Begin the copy at the line containing "object_class: bench backrest" and end it at the final line of the material below, reproducing each line exactly, without images.
_ _ _
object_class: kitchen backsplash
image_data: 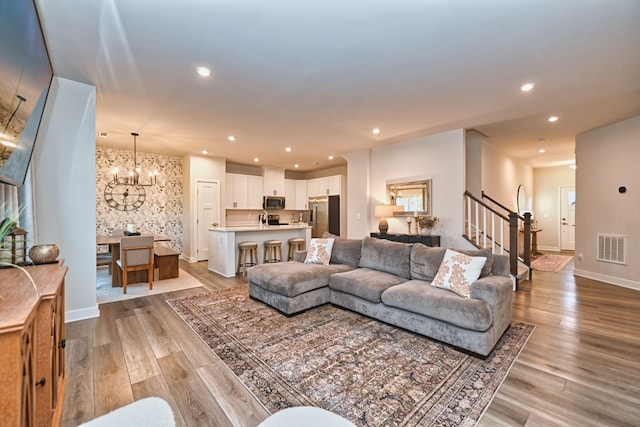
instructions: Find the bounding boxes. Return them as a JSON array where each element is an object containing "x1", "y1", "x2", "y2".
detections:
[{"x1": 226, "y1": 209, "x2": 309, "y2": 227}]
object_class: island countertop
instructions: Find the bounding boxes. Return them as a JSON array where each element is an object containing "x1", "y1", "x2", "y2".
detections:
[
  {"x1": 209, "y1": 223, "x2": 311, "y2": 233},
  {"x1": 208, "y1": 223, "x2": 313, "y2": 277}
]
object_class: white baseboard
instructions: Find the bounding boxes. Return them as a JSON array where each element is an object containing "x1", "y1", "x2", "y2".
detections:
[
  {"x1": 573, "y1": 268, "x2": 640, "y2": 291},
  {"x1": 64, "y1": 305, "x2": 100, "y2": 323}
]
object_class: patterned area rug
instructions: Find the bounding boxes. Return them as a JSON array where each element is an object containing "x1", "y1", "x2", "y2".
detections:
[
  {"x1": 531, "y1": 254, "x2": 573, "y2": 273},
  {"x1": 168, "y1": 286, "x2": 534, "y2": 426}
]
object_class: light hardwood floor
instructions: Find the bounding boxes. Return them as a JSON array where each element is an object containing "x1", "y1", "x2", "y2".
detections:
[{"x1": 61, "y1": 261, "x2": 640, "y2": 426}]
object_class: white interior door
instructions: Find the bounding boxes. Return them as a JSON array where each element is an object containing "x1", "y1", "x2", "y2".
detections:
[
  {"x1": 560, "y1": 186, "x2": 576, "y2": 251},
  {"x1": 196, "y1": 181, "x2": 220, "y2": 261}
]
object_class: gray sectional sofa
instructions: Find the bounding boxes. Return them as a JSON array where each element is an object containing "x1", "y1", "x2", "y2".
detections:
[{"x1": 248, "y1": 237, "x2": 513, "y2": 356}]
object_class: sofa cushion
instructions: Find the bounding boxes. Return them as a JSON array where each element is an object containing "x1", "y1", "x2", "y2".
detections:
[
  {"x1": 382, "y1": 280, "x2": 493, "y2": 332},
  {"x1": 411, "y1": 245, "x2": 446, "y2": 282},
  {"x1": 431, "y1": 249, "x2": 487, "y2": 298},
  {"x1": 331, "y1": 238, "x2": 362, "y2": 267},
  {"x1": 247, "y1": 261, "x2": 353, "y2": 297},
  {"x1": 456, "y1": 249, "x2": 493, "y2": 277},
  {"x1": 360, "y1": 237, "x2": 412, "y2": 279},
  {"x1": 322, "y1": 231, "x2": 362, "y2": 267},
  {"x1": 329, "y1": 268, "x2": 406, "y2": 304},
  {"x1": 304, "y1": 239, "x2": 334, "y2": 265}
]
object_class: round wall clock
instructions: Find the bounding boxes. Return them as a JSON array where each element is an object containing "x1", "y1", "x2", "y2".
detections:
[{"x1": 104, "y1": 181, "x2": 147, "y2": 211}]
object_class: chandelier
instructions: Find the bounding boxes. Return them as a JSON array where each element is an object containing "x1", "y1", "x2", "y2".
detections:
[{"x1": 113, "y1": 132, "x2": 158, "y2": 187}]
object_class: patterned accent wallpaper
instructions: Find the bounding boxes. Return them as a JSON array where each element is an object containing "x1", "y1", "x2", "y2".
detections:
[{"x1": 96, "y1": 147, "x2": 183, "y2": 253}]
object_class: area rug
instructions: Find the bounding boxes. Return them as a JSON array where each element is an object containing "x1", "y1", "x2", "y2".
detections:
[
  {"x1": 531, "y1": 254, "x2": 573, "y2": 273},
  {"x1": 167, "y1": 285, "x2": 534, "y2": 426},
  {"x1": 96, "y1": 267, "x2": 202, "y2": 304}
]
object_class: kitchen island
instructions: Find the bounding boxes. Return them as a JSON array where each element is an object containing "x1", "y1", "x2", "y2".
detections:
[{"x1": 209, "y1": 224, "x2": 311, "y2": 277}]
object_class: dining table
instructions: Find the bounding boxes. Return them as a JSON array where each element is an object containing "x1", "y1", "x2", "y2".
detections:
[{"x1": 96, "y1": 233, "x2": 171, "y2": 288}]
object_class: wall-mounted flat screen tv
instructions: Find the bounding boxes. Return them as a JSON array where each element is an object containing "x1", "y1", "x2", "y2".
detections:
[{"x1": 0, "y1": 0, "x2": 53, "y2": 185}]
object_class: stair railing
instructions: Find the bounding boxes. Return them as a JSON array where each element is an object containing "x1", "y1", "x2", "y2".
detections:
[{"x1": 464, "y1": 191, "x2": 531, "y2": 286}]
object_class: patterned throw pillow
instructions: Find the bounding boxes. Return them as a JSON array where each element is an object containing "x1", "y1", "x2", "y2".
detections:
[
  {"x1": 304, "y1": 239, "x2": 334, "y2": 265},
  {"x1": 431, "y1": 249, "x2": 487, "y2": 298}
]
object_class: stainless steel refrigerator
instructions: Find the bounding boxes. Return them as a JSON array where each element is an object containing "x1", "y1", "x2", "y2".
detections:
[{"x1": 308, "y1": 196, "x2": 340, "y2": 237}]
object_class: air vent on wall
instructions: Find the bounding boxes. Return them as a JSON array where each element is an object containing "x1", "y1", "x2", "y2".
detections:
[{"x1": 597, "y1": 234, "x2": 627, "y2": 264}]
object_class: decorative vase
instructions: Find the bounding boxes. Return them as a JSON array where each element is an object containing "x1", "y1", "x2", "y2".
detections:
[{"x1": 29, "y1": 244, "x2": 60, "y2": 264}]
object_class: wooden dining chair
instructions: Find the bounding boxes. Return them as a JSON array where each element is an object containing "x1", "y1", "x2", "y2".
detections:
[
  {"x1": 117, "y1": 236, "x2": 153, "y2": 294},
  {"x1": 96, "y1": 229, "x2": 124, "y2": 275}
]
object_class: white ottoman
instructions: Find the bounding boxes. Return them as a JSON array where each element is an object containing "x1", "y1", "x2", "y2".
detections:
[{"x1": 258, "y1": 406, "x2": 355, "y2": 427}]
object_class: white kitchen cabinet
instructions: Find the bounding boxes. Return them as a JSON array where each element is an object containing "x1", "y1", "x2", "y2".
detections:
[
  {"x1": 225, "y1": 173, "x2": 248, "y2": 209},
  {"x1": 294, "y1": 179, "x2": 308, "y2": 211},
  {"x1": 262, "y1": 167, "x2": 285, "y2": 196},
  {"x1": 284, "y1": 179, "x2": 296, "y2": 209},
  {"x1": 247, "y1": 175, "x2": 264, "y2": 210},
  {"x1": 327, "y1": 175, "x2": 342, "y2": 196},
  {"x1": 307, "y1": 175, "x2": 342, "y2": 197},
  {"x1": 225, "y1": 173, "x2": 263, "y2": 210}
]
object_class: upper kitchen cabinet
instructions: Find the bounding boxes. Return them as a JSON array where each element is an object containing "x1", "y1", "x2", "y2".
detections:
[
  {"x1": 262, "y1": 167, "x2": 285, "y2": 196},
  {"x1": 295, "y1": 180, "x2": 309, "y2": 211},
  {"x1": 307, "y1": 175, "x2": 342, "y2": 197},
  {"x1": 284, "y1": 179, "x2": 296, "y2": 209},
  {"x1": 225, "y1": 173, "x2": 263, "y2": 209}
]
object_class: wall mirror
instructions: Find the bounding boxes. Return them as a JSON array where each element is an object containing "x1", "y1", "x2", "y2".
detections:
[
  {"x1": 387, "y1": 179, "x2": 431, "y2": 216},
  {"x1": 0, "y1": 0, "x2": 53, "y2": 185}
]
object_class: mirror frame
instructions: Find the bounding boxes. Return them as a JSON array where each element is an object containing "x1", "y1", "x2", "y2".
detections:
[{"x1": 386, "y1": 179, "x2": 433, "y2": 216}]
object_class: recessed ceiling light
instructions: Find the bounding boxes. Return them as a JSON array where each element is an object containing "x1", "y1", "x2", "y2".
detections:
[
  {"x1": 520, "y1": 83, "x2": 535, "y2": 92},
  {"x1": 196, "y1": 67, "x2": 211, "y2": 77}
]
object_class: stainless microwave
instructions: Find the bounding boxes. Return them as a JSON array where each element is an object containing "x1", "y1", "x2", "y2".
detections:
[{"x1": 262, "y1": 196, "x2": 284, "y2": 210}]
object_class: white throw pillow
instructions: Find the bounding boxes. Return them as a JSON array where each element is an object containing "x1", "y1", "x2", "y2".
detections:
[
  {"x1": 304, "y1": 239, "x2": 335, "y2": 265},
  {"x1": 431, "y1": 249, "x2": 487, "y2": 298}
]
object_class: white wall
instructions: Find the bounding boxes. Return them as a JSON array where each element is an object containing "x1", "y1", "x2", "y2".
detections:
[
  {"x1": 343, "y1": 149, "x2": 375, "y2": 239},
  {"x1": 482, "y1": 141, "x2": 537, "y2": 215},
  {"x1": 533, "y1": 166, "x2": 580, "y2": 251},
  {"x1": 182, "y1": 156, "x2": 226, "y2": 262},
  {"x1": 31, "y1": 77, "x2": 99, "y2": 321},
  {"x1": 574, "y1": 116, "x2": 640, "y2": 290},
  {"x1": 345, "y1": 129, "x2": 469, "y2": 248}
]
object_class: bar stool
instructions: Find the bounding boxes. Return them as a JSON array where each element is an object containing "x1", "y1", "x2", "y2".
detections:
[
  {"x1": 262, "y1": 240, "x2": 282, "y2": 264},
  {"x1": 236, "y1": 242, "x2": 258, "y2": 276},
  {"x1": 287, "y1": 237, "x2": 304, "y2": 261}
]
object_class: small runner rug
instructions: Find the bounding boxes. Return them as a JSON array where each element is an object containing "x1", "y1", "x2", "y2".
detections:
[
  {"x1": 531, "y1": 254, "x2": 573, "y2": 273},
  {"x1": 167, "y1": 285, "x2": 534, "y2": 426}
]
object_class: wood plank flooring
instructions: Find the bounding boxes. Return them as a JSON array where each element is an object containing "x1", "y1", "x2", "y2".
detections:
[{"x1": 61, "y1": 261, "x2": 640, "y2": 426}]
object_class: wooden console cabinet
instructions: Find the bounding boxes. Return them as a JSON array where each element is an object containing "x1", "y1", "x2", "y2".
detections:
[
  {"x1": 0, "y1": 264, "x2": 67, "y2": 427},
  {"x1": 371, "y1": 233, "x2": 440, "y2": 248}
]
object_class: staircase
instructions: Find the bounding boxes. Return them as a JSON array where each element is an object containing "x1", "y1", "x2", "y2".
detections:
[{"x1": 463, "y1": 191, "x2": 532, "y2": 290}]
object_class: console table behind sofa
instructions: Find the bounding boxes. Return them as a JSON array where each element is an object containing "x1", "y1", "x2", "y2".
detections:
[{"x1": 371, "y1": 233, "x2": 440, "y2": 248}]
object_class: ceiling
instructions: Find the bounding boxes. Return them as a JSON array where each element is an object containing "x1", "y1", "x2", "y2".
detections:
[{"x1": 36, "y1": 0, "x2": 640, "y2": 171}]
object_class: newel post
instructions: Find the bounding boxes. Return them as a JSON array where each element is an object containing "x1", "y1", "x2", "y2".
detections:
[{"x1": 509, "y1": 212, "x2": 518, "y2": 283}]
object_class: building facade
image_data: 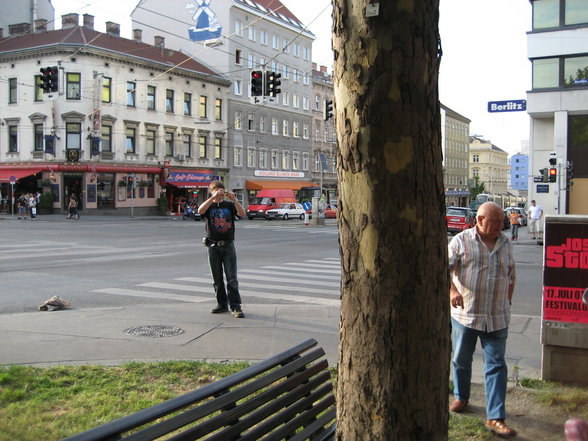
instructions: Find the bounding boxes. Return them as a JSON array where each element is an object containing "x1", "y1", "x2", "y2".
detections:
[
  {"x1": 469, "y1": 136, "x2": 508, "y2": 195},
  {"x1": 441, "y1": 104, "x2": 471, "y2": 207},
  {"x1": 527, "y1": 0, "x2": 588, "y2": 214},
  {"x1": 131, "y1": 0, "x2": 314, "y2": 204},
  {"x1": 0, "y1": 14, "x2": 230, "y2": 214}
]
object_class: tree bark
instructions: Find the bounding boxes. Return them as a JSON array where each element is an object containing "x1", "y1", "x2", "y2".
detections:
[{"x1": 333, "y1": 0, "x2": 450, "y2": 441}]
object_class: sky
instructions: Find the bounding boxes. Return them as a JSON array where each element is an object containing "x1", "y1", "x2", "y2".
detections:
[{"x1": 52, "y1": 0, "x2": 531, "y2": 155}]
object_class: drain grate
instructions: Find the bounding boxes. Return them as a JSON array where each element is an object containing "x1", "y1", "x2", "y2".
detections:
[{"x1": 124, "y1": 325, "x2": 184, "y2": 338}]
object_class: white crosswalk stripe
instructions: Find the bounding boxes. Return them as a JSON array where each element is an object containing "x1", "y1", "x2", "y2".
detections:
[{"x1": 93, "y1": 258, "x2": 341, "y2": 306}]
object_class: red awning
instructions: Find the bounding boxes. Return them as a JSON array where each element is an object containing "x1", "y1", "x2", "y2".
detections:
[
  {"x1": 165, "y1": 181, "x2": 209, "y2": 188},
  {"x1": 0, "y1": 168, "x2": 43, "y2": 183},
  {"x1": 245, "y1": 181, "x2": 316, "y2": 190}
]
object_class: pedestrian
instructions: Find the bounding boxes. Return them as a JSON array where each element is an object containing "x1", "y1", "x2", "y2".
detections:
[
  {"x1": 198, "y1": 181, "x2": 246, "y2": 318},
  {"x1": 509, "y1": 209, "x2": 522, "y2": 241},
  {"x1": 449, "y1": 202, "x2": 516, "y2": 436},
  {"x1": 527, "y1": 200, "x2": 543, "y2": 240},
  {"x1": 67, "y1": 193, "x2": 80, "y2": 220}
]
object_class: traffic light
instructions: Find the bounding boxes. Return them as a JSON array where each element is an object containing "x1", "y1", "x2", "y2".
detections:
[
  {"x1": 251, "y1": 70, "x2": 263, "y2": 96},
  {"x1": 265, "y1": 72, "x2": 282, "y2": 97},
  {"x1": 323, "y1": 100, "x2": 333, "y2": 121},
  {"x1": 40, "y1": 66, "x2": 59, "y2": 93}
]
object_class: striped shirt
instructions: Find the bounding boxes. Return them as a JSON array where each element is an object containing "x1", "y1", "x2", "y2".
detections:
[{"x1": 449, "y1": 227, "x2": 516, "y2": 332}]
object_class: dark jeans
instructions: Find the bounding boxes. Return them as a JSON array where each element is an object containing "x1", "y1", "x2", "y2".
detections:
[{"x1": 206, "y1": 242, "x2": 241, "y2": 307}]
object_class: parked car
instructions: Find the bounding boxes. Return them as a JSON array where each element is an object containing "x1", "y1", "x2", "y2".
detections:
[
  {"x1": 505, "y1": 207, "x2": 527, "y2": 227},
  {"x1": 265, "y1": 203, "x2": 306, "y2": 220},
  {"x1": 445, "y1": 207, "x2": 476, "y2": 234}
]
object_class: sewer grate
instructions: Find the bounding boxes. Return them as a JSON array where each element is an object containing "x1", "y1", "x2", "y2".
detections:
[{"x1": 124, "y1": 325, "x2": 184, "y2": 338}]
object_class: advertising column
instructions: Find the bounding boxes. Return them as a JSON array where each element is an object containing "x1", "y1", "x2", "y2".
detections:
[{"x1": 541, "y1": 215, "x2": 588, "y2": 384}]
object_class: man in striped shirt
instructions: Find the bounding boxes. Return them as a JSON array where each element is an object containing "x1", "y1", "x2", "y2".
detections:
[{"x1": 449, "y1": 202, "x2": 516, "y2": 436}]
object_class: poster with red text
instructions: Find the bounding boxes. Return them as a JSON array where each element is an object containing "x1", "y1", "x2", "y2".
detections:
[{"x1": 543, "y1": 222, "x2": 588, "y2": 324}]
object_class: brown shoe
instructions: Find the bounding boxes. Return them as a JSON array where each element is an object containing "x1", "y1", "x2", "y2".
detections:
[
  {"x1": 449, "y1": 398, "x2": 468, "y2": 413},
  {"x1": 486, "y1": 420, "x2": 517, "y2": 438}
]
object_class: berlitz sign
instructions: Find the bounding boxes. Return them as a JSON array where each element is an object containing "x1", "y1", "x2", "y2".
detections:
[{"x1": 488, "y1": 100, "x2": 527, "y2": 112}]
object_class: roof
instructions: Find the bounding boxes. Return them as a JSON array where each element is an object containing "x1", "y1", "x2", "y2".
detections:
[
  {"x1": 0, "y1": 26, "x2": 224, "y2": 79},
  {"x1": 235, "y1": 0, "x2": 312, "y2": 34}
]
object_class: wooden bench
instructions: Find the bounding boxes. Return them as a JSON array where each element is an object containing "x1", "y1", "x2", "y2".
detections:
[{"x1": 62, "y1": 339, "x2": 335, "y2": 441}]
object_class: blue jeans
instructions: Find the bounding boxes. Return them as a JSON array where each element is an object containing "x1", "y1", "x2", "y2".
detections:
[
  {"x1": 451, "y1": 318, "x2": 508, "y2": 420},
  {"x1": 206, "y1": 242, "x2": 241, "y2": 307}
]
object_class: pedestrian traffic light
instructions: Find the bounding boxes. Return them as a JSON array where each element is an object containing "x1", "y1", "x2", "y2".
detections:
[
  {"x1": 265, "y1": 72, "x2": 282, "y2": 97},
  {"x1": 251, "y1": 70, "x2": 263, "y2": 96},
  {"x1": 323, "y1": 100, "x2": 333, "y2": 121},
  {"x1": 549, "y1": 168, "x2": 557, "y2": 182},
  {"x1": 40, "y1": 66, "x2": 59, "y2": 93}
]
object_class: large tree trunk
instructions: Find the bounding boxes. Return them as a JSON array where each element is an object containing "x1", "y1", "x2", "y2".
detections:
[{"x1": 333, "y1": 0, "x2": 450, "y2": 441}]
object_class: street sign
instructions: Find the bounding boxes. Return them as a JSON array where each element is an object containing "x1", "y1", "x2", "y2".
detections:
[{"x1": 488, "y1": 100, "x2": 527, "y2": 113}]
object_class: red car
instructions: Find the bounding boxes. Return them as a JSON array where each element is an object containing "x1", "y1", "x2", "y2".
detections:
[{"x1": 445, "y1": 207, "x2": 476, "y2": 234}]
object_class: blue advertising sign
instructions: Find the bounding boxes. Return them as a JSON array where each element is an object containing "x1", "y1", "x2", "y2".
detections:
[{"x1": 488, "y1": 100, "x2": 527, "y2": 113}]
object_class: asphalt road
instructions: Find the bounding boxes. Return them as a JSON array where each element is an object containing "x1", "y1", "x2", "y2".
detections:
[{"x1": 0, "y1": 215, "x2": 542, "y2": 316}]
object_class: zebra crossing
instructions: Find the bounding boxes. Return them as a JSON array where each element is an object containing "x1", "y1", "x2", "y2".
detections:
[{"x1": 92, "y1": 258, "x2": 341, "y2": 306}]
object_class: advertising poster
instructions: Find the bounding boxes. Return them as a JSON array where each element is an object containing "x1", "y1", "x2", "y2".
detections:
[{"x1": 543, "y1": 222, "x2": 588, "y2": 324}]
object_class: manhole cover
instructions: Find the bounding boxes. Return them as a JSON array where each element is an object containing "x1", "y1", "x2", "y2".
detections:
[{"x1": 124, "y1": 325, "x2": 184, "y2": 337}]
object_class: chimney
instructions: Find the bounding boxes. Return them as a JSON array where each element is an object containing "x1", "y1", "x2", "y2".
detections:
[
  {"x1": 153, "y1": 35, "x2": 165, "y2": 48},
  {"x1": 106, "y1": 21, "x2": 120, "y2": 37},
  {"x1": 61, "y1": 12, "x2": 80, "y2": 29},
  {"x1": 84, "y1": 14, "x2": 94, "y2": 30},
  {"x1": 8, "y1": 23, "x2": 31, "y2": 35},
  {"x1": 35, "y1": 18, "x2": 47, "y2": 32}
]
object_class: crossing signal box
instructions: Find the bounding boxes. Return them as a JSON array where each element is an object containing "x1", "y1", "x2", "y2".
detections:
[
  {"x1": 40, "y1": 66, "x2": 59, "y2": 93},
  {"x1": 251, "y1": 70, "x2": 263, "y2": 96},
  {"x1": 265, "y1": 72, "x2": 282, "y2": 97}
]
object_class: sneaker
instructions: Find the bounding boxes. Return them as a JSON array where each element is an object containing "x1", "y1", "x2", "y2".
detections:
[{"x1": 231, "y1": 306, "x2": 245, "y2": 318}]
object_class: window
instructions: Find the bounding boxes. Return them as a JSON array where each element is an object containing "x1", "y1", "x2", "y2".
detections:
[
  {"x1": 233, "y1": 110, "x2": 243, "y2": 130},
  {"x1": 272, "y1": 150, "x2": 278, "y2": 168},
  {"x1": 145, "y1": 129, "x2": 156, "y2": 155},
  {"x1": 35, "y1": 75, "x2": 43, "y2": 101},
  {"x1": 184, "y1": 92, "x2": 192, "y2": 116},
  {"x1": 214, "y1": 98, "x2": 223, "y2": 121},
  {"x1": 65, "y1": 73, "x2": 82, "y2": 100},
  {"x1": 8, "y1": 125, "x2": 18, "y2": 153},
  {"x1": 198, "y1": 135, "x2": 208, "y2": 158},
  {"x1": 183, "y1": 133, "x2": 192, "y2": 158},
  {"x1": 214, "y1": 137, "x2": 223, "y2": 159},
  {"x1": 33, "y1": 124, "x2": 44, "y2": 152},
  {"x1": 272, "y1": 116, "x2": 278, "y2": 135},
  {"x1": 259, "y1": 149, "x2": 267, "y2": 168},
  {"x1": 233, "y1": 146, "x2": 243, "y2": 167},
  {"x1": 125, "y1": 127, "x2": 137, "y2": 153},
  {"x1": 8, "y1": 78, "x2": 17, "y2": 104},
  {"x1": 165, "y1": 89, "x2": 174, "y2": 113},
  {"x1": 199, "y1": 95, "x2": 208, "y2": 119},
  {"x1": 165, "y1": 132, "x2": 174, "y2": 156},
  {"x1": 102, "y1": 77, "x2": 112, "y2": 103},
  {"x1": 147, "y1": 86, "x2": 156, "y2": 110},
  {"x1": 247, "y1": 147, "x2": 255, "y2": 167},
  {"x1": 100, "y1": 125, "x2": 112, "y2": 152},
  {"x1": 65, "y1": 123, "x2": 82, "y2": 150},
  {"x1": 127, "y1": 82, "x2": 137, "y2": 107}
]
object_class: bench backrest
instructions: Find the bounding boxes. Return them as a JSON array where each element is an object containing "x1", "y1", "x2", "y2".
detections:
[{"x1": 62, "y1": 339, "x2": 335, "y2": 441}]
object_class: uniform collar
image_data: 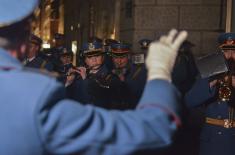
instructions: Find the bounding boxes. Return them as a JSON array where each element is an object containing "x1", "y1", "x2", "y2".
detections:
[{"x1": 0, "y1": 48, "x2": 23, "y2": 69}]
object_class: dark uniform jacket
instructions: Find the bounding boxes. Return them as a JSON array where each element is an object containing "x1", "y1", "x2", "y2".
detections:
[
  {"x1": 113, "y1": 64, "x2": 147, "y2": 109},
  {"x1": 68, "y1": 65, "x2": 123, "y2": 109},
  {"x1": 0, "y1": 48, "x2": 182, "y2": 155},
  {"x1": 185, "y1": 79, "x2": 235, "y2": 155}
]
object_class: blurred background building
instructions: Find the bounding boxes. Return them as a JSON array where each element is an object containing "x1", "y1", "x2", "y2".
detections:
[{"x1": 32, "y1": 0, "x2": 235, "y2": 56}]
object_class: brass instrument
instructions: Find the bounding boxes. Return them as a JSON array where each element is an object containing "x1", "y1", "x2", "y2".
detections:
_ _ _
> Output
object_class: bench backrest
instructions: Find the bounding boxes. Return them as a JSON array where each element is an object containing "x1", "y1", "x2", "y2".
detections:
[{"x1": 62, "y1": 339, "x2": 335, "y2": 441}]
object_class: uniform collar
image_data: 
instructions: Find the bounding boxes. Return them as a JSON array where each element is an object containing "x1", "y1", "x2", "y2".
detections:
[{"x1": 0, "y1": 48, "x2": 23, "y2": 69}]
object_class: dark uniform jacket
instructions: Find the bounding boxes. Return them as a JSON array where each element is an object containing "x1", "y1", "x2", "y2".
detections:
[
  {"x1": 113, "y1": 64, "x2": 147, "y2": 109},
  {"x1": 68, "y1": 65, "x2": 123, "y2": 109},
  {"x1": 0, "y1": 48, "x2": 182, "y2": 155},
  {"x1": 185, "y1": 79, "x2": 235, "y2": 155}
]
object_class: blurred background building
instructions: Find the bounding boxes. Return them as a JSON array where each element is an object containing "x1", "y1", "x2", "y2".
detections:
[{"x1": 32, "y1": 0, "x2": 235, "y2": 56}]
object_class: brass instrument
instructions: Find the bounding boxes. Return them as a JSON array where each element is an object containing "x1", "y1", "x2", "y2".
detections:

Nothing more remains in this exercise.